Henry Hill: Salmond looks to the Isle of Man to support his currency ambitions
Henry Hill is a British Conservative and Unionist activist and writer. Follow Henry on Twitter. He is also editor of the non-party website Open Unionism, which can be followed on Twitter here.
Salmond looks to the Isle of Man to support his currency ambitions
In a speech at the invitation of the Manx government, First Minister Alex Salmond has reiterated his intention for a post-Union Scotland to ‘use our sovereignty to negotiate a formal currency union with the rest of the United Kingdom’ – a ‘united kingdom’ which, according to a speech he made to workers in Easter Ross, his Scotland will remain a part of, in a very real if not quite literal sense.
Salmond compared the position of Scotland to that of Man, a crown dependency which, although not a sovereign state, operates its own currency and has one of the world’s oldest surviving legislatures in the House of Keys. It even has a local wing of the Liberal Democrats.
Yet despite those similarities between devolved positions, the UK Treasury points out that whilst the island does issue its own Sterling, it isn’t in a currency union. A spokesman listed the consequences:
"The Manx pound is not legal tender in the UK. The Bank of England is not required to pay attention to economic conditions on the island when setting interest rates, does not have any regulatory role, and doesn't act as lender of last resort to the island's financial institutions.”
What Man does is operate its own, independently issued version of Sterling, which nobody is denying Salmond will have the ability to do but, since it involves having no say whatsoever in how the currency is governed, the SNP has repeatedly stated is unacceptable.
An arcane link to the UK, internal autonomy and unsupported, independent copies of the British currency – perhaps Salmond is simply warming up to the concept of Crown Dependency.
Enterprising young Ulsterwoman runs ‘text a getaway’ service
Drive is a very good film about somebody who runs a getaway car service for criminals. Apparently one young woman from Northern Ireland found the business model so appealing, she decided to operate one herself, assisting burglaries that took thousands of pounds worth of stuff.
Nicole Gibson, a 20-year-old trainee hairdresser, would pick up criminals from the scene of a crime and help them to escape – at one point even hitching up a trailer to help cart off stolen goods. All the criminals in question had to do was text her.
She was caught after members of the public identified her car in the area of each robbery.
Poll shows more Welsh in favour of leaving the EU than staying in it
In the rather dismal region of the British constitutional debate where devolution overlaps with the European Union, it is an article of received wisdom in some quarters that Wales and Scotland, being progressive, are heartily in favour of staying in.
This can be taken to quite silly lengths at times: one letter writer to the Times sincerely argued that since Wales and Scotland would not vote to leave the EU, if the UK did leave it would be an ‘English imposition’ and thus endanger the Union.

========================

Required action 1: Rewrite the Henry Hill column starting with "An arcane link" and going on through "of each robbery.", putting "van" wherever "trailer" appears.
Required action 2:
Answer these questions from the Henry Hill column:
(a) At whose invitation did Alex Salmond give his speech?
(b) What age and occupation does the column give for Nicole Gibson?
(c) How was Nicole Gibson caught?

========================

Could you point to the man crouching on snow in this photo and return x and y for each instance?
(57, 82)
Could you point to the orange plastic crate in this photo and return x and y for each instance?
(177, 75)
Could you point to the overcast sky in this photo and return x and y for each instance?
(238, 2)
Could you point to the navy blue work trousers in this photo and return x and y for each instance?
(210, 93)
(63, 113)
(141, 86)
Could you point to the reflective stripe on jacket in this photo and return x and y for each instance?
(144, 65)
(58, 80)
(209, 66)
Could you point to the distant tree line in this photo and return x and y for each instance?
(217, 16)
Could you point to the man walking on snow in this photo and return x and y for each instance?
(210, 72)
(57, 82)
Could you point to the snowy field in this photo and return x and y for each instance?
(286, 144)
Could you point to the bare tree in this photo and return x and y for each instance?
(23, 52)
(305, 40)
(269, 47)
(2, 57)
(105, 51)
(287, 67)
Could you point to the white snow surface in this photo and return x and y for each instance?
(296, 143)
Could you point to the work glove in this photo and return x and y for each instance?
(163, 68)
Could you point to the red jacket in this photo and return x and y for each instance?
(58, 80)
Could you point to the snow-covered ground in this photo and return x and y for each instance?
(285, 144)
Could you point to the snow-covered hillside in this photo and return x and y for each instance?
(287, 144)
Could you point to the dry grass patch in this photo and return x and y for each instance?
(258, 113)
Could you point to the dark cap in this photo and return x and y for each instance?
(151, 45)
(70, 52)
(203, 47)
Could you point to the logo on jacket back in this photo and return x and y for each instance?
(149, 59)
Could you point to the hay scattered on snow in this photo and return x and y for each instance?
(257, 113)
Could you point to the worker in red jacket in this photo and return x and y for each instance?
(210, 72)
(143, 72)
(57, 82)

========================

Worked solution 1:
An arcane link to the UK, internal autonomy and unsupported, independent copies of the British currency – perhaps Salmond is simply warming up to the concept of Crown Dependency.
Enterprising young Ulsterwoman runs ‘text a getaway’ service
Drive is a very good film about somebody who runs a getaway car service for criminals. Apparently one young woman from Northern Ireland found the business model so appealing, she decided to operate one herself, assisting burglaries that took thousands of pounds worth of stuff.
Nicole Gibson, a 20-year-old trainee hairdresser, would pick up criminals from the scene of a crime and help them to escape – at one point even hitching up a van to help cart off stolen goods. All the criminals in question had to do was text her.
She was caught after members of the public identified her car in the area of each robbery.

Worked solution 2:
(a) The Manx government.
(b) She was a 20-year-old trainee hairdresser.
(c) Members of the public identified her car in the area of each robbery.